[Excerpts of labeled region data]

========

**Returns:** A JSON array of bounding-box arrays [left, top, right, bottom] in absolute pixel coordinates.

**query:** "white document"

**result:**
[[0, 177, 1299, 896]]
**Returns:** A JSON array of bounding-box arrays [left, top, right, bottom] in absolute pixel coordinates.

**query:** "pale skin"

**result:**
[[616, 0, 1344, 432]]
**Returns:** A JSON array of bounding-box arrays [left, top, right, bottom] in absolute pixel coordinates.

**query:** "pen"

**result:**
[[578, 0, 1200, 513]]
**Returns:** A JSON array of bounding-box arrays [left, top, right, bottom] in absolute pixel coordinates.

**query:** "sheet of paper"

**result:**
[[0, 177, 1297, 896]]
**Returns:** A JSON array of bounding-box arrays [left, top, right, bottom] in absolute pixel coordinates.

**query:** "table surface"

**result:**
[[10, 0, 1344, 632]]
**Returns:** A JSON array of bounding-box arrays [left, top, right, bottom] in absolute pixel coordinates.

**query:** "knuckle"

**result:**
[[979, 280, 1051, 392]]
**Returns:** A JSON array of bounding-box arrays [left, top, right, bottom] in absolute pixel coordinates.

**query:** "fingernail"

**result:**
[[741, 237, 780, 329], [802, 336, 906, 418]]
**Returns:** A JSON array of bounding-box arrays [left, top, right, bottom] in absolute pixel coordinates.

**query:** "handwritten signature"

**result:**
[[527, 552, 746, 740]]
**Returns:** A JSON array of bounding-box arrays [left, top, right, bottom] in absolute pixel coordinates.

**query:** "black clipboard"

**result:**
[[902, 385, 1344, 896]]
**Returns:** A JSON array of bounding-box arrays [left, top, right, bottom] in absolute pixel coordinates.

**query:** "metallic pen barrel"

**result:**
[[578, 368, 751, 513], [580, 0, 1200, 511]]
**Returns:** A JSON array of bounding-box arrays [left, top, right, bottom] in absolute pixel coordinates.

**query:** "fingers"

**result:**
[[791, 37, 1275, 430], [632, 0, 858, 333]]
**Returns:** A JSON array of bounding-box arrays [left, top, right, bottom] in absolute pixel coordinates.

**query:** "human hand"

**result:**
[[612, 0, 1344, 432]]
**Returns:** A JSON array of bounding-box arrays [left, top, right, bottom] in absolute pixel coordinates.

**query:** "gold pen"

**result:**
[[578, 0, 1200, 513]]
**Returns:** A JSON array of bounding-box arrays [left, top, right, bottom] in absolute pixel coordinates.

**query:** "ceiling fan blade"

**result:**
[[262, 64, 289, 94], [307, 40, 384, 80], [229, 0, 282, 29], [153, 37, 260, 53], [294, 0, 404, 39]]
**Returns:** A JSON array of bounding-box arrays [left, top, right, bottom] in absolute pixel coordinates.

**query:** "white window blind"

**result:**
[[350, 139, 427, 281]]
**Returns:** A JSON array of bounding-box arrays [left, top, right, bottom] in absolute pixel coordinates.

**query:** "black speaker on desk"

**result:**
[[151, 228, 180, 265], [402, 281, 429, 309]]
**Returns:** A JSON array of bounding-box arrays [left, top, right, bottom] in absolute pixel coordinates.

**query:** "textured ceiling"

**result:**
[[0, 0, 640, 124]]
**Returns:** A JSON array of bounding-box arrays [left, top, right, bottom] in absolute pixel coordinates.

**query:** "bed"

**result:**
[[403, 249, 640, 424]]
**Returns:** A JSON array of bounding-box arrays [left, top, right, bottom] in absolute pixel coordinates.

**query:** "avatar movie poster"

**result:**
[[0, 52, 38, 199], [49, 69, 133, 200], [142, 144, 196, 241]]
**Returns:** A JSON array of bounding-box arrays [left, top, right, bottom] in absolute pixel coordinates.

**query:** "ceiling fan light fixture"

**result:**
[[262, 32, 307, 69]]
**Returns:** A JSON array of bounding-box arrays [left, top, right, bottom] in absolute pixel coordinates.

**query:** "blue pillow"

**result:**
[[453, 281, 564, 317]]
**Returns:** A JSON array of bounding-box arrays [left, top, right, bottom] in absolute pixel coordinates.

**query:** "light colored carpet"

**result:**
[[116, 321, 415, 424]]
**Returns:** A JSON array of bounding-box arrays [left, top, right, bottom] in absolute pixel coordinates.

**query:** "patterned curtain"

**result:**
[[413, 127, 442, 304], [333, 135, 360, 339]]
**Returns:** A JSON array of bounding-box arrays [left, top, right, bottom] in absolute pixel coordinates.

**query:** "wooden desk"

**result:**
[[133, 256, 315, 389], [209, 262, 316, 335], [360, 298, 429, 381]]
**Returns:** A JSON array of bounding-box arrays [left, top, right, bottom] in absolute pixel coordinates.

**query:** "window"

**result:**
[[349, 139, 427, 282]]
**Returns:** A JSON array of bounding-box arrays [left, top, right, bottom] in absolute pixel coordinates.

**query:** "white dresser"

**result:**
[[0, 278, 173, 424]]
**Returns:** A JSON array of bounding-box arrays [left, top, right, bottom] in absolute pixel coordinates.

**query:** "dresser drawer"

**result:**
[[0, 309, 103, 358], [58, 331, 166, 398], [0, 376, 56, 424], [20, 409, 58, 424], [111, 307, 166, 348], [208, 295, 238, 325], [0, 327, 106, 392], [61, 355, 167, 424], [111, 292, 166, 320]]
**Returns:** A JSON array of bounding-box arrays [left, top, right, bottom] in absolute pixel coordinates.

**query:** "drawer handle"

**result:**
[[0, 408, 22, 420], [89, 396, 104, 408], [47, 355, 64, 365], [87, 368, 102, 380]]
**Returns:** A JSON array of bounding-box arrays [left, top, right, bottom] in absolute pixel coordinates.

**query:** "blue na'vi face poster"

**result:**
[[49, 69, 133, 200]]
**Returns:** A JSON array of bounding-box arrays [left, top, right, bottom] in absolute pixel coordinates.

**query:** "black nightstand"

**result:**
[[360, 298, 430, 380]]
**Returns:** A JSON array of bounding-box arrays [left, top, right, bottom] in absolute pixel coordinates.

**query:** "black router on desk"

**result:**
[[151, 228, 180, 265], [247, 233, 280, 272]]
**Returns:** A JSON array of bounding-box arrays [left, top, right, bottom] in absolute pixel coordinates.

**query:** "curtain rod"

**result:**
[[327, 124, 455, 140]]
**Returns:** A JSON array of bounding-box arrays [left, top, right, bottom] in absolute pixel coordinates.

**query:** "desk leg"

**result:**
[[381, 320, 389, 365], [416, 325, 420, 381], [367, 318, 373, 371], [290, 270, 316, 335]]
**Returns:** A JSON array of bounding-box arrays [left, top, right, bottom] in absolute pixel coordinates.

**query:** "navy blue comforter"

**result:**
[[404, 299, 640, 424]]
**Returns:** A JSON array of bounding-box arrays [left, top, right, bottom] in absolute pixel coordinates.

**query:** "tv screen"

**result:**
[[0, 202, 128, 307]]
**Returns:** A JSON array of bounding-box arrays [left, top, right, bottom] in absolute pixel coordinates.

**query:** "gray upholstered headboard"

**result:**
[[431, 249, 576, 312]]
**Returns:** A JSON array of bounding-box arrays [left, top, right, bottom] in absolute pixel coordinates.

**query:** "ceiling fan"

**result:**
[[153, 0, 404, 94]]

========

_BRIEF_. Convert the lines above, from the start of the data through the line holding "[[612, 0, 1344, 432]]", inclusive, into a JSON list of strings with one string per line. Leave out blank lines.

_EXERCISE ANSWER_.
[
  "**Returns:** A JSON array of bounding-box arrays [left, top, right, bottom] in absolute pixel coordinates.",
  "**query:** \"white document\"",
  "**result:**",
  "[[0, 177, 1299, 896]]",
  "**Returns:** A JSON array of bounding-box arrays [left, top, right, bottom] in absolute pixel coordinates.",
  "**query:** \"pale skin\"",
  "**result:**",
  "[[616, 0, 1344, 432]]",
  "**Returns:** A JSON array of bounding-box arrays [left, top, right, bottom] in absolute pixel coordinates.",
  "**query:** \"pen\"",
  "**result:**",
  "[[578, 0, 1200, 513]]",
  "**Returns:** A JSON array of bounding-box arrays [left, top, right, bottom] in absolute pixel coordinates.",
  "**query:** \"sheet of paper\"",
  "**result:**",
  "[[0, 177, 1297, 896]]",
  "**Returns:** A JSON array of bounding-box arrays [left, top, right, bottom] in absolute pixel coordinates.",
  "**query:** \"table surface\"",
  "**result:**",
  "[[10, 0, 1344, 632]]",
  "**Returns:** A JSON array of bounding-box arrays [left, top, right, bottom] in absolute pixel coordinates.",
  "**query:** \"knuckle\"",
  "**result:**",
  "[[979, 280, 1051, 392]]",
  "**Returns:** A JSON array of bounding-box arrays [left, top, right, bottom] in absolute pixel coordinates.",
  "**query:** \"fingernail\"",
  "**result:**",
  "[[741, 237, 780, 329], [802, 336, 906, 418]]",
  "**Returns:** A JSON array of bounding-box arrays [left, top, right, bottom] in absolute pixel coordinates.",
  "**query:** \"handwritten signature\"",
  "**result:**",
  "[[527, 552, 746, 740]]",
  "**Returns:** A JSON array of bounding-box arrays [left, top, right, bottom] in absolute pixel coordinates.",
  "**query:** \"black clipboard\"",
  "**result:**",
  "[[902, 385, 1344, 896]]",
  "**Returns:** A JSON array of bounding-box arrays [left, top, right, bottom] in absolute pixel coordinates.",
  "**query:** \"metallic pen barrel\"",
  "**result:**",
  "[[578, 368, 751, 513], [580, 0, 1200, 511]]",
  "**Returns:** A JSON array of bounding-box arrays [left, top, right, bottom] in absolute pixel coordinates.",
  "**query:** \"fingers\"",
  "**result:**",
  "[[791, 37, 1275, 430], [632, 0, 858, 333]]",
  "**Returns:** A JSON array of bounding-box arrays [left, top, right, bottom] in absolute pixel coordinates.",
  "**query:** \"human hand\"",
  "**result:**",
  "[[612, 0, 1344, 432]]"
]